Problem
Reproduce the listing below word for word, starting at its first line and stopping after the line that contains "0;0;720;200".

Exercise data
━━━━━━━━━━━━━━━━━━━━━━━━━━━━━━

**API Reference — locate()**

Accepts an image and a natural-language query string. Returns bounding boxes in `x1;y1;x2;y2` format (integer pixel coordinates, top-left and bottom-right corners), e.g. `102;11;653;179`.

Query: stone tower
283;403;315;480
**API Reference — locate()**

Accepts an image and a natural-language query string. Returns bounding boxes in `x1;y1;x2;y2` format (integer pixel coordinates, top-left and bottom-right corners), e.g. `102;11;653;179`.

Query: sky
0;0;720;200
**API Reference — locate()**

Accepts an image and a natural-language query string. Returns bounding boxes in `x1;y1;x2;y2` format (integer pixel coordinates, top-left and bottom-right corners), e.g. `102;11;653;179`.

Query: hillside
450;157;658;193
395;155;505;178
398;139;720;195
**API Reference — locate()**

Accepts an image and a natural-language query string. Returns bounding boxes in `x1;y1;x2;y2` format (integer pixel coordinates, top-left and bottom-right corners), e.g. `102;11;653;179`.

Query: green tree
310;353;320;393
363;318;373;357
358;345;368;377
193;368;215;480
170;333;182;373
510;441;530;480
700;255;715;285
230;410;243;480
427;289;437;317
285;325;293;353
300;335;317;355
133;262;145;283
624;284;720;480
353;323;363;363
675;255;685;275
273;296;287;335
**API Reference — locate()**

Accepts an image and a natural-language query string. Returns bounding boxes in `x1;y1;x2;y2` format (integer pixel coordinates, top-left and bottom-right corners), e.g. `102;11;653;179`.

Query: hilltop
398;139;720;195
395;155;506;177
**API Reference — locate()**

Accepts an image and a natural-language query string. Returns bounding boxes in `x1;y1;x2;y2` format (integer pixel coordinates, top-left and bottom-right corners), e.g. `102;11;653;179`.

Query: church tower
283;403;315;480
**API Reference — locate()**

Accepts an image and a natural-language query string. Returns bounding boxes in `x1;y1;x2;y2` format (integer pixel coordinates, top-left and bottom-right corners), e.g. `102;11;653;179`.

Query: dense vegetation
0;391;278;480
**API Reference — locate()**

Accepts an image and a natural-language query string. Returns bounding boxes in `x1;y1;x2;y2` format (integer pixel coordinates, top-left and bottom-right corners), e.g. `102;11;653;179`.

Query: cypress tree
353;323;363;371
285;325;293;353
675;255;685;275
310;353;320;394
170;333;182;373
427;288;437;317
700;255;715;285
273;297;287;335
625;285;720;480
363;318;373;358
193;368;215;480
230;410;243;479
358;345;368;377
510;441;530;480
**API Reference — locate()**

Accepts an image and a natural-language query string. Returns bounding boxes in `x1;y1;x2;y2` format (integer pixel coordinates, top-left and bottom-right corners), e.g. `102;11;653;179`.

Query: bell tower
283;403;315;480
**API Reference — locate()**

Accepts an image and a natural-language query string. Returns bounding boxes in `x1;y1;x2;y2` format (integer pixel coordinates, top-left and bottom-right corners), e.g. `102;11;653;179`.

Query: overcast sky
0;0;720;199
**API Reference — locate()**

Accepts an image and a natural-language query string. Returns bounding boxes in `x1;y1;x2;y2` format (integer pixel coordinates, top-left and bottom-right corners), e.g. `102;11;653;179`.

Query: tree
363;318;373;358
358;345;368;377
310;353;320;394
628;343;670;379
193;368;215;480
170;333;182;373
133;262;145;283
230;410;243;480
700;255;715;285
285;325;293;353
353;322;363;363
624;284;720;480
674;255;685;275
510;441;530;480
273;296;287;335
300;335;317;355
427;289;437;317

━━━━━━━━━━━━━━━━━━━━━━━━━━━━━━

Exercise solution
**API Reference — locate()**

Accepts an image and a natural-language query string. Returns bounding boxes in `x1;y1;x2;y2` format (integer pixel coordinates, top-left and bottom-right corners), e.g. `102;11;653;179`.

Query: stone tower
283;403;315;480
**API Reference — locate()**

Accepts an image and a natural-language query string. Returns bounding boxes in `x1;y1;x2;y2` format (integer pixel coordinates, top-left and bottom-right corners), e.g. `102;11;653;179`.

Query: sky
0;0;720;200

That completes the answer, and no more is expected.